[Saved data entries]
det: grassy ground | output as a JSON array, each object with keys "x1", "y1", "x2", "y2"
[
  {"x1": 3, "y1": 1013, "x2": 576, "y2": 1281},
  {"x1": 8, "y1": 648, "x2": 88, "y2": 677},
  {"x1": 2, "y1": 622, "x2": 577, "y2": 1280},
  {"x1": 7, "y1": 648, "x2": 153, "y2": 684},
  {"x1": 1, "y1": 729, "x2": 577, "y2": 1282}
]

ACTIVITY:
Output the entries exactly. Leave nothing out.

EXERCISE RESULT:
det: grassy ground | output as a JSON array, each object with keys "x1", "y1", "x2", "y2"
[
  {"x1": 3, "y1": 1013, "x2": 576, "y2": 1281},
  {"x1": 8, "y1": 648, "x2": 88, "y2": 677},
  {"x1": 2, "y1": 622, "x2": 577, "y2": 1280},
  {"x1": 7, "y1": 648, "x2": 153, "y2": 684},
  {"x1": 1, "y1": 729, "x2": 577, "y2": 1282}
]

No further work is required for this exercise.